[WORK TO DO] Return the lines beginning at the one that contains "Target: mussel meat" and continuing to the end of the entries, including both ends, exactly as written and nothing else.

Entries from a point annotation set:

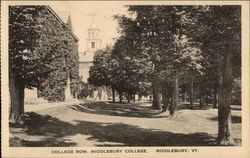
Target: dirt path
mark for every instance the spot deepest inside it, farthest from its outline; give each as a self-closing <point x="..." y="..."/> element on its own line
<point x="106" y="124"/>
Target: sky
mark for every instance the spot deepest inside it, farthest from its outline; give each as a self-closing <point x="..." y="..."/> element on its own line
<point x="81" y="18"/>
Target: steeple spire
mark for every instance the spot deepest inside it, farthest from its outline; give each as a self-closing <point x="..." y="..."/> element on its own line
<point x="69" y="23"/>
<point x="93" y="24"/>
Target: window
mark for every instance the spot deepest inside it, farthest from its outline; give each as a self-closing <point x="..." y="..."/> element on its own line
<point x="92" y="45"/>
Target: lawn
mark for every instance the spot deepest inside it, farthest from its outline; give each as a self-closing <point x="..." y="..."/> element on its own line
<point x="109" y="124"/>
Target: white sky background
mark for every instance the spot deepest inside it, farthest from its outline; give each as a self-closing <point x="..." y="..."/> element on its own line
<point x="81" y="19"/>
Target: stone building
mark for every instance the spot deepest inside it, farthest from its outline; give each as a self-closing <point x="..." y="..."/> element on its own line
<point x="93" y="43"/>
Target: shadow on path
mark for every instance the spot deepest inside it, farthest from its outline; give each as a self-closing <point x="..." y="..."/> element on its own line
<point x="116" y="109"/>
<point x="54" y="132"/>
<point x="235" y="119"/>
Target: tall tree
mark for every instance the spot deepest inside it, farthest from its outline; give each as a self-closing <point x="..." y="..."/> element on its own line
<point x="37" y="41"/>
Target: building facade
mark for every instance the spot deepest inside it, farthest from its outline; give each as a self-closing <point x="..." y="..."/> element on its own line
<point x="93" y="43"/>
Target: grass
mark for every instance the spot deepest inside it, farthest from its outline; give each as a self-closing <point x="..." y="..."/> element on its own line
<point x="109" y="124"/>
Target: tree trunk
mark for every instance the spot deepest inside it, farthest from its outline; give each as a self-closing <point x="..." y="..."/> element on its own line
<point x="165" y="99"/>
<point x="128" y="98"/>
<point x="156" y="95"/>
<point x="207" y="99"/>
<point x="215" y="97"/>
<point x="191" y="91"/>
<point x="133" y="97"/>
<point x="17" y="99"/>
<point x="139" y="97"/>
<point x="113" y="95"/>
<point x="175" y="98"/>
<point x="202" y="93"/>
<point x="224" y="108"/>
<point x="201" y="100"/>
<point x="120" y="96"/>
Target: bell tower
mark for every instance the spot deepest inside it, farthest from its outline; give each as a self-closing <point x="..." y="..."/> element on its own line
<point x="93" y="42"/>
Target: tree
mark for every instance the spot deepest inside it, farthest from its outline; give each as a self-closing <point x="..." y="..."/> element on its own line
<point x="38" y="45"/>
<point x="218" y="29"/>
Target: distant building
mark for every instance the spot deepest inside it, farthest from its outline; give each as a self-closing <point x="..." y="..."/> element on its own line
<point x="93" y="43"/>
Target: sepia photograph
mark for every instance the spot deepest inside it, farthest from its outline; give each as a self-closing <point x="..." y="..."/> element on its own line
<point x="93" y="75"/>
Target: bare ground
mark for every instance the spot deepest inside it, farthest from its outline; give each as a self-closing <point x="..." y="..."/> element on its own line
<point x="109" y="124"/>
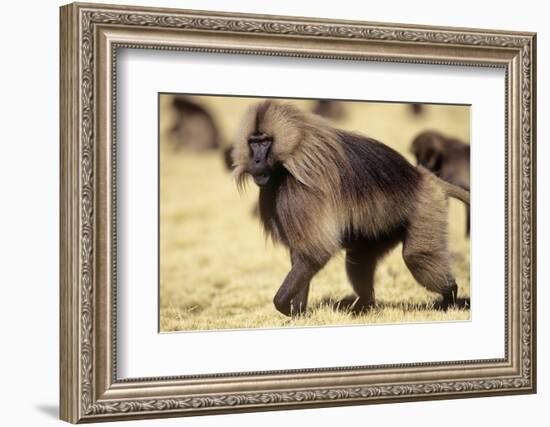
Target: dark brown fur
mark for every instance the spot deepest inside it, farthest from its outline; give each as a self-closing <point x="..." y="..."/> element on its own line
<point x="448" y="158"/>
<point x="328" y="189"/>
<point x="194" y="126"/>
<point x="332" y="110"/>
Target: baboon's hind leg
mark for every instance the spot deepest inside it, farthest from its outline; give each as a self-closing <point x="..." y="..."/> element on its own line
<point x="361" y="264"/>
<point x="426" y="255"/>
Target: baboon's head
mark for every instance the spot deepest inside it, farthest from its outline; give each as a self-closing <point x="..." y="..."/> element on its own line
<point x="267" y="138"/>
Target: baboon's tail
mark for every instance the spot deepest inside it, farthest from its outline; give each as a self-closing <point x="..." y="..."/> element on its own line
<point x="450" y="189"/>
<point x="455" y="191"/>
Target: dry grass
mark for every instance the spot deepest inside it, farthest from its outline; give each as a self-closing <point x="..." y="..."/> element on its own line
<point x="218" y="272"/>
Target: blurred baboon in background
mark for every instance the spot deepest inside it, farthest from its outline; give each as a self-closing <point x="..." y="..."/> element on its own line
<point x="332" y="110"/>
<point x="448" y="158"/>
<point x="416" y="109"/>
<point x="194" y="126"/>
<point x="323" y="189"/>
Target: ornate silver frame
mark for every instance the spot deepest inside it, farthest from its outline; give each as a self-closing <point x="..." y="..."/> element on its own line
<point x="90" y="36"/>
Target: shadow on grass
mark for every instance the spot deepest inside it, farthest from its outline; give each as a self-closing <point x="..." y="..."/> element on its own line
<point x="348" y="305"/>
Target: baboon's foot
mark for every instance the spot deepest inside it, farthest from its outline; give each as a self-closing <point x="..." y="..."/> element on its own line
<point x="450" y="297"/>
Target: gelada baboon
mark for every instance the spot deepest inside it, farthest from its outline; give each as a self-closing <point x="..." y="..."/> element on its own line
<point x="194" y="126"/>
<point x="448" y="158"/>
<point x="329" y="109"/>
<point x="323" y="189"/>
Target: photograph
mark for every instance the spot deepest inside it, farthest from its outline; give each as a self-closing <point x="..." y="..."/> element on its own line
<point x="283" y="212"/>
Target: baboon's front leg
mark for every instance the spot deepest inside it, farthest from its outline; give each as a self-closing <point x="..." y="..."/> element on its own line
<point x="291" y="298"/>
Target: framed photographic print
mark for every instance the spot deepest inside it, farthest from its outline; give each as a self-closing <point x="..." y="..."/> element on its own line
<point x="266" y="212"/>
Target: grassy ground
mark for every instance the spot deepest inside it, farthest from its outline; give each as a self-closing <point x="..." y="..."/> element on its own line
<point x="218" y="272"/>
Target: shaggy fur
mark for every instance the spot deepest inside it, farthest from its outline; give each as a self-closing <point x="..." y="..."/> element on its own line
<point x="331" y="189"/>
<point x="448" y="158"/>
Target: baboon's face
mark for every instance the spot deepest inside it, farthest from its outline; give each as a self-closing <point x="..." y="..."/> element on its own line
<point x="261" y="164"/>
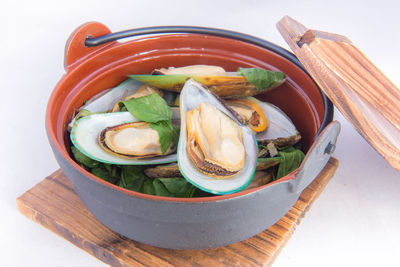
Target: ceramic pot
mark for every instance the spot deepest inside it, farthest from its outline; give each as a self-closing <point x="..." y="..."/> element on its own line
<point x="199" y="222"/>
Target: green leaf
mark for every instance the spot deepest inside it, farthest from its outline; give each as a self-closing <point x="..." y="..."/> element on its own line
<point x="167" y="133"/>
<point x="169" y="187"/>
<point x="262" y="78"/>
<point x="290" y="159"/>
<point x="82" y="159"/>
<point x="132" y="177"/>
<point x="151" y="108"/>
<point x="148" y="187"/>
<point x="179" y="187"/>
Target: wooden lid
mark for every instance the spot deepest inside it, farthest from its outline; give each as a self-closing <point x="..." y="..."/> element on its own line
<point x="356" y="87"/>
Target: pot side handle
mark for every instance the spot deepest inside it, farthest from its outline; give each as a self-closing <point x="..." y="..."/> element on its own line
<point x="317" y="157"/>
<point x="75" y="47"/>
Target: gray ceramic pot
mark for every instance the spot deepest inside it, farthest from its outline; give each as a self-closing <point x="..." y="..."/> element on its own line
<point x="186" y="223"/>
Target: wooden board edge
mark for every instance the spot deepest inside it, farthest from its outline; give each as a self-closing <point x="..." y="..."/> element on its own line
<point x="329" y="172"/>
<point x="92" y="249"/>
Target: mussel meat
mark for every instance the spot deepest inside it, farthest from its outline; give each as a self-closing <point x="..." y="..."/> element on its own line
<point x="224" y="84"/>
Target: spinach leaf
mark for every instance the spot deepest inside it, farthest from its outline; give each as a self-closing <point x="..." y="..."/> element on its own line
<point x="169" y="187"/>
<point x="83" y="159"/>
<point x="167" y="133"/>
<point x="290" y="159"/>
<point x="262" y="78"/>
<point x="148" y="187"/>
<point x="111" y="174"/>
<point x="151" y="108"/>
<point x="132" y="177"/>
<point x="179" y="187"/>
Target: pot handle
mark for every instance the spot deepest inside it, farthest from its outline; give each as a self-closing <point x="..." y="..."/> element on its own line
<point x="317" y="157"/>
<point x="93" y="36"/>
<point x="75" y="48"/>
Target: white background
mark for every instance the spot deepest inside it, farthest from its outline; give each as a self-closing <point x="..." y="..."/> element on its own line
<point x="356" y="220"/>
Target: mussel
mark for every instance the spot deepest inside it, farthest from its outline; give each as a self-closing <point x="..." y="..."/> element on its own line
<point x="102" y="138"/>
<point x="132" y="140"/>
<point x="250" y="112"/>
<point x="224" y="84"/>
<point x="214" y="141"/>
<point x="215" y="144"/>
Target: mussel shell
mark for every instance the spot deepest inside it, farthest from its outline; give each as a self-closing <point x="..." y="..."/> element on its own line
<point x="280" y="129"/>
<point x="230" y="86"/>
<point x="192" y="95"/>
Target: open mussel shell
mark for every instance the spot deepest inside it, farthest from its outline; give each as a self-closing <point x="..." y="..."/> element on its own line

[THE RESULT]
Target: mussel meat
mark for every instance the spot deepest inside it, farthest from its outline; give each as a self-closing <point x="..." y="..."/> element on its own line
<point x="224" y="84"/>
Target: spinach leaf
mark for every instance the spot deepest inside it, farthest from its outline; give each as a self-closing <point x="..." y="..."/> element on its own line
<point x="169" y="187"/>
<point x="83" y="159"/>
<point x="167" y="133"/>
<point x="290" y="159"/>
<point x="262" y="78"/>
<point x="148" y="187"/>
<point x="111" y="174"/>
<point x="151" y="108"/>
<point x="132" y="177"/>
<point x="179" y="187"/>
Target: pot handle
mark for every instance the spot deepest inside it, farthest from its outline; give each as a self-closing <point x="..." y="..."/> element on its own line
<point x="317" y="157"/>
<point x="93" y="36"/>
<point x="75" y="48"/>
Target: white background
mark for every instance the spot deepest inside it, farthest from its outline; give each as a self-closing <point x="..." y="..."/> element on its own line
<point x="356" y="220"/>
Target: mussel
mark for every instance the spot deepest inside it, farthest from its outline; give each as a self-closing <point x="..." y="..."/> element on its own line
<point x="102" y="138"/>
<point x="132" y="140"/>
<point x="250" y="112"/>
<point x="224" y="84"/>
<point x="214" y="141"/>
<point x="215" y="144"/>
Target: mussel shell
mark for every instance the spot deepest inside it, farthest from its outline; give each as a self-closing <point x="..." y="..."/> element on its own line
<point x="280" y="129"/>
<point x="230" y="86"/>
<point x="192" y="95"/>
Target: open mussel shell
mark for every instance the spot deepest inside it, farthest from its outline; give each as a self-closing <point x="..." y="..."/> element on its own line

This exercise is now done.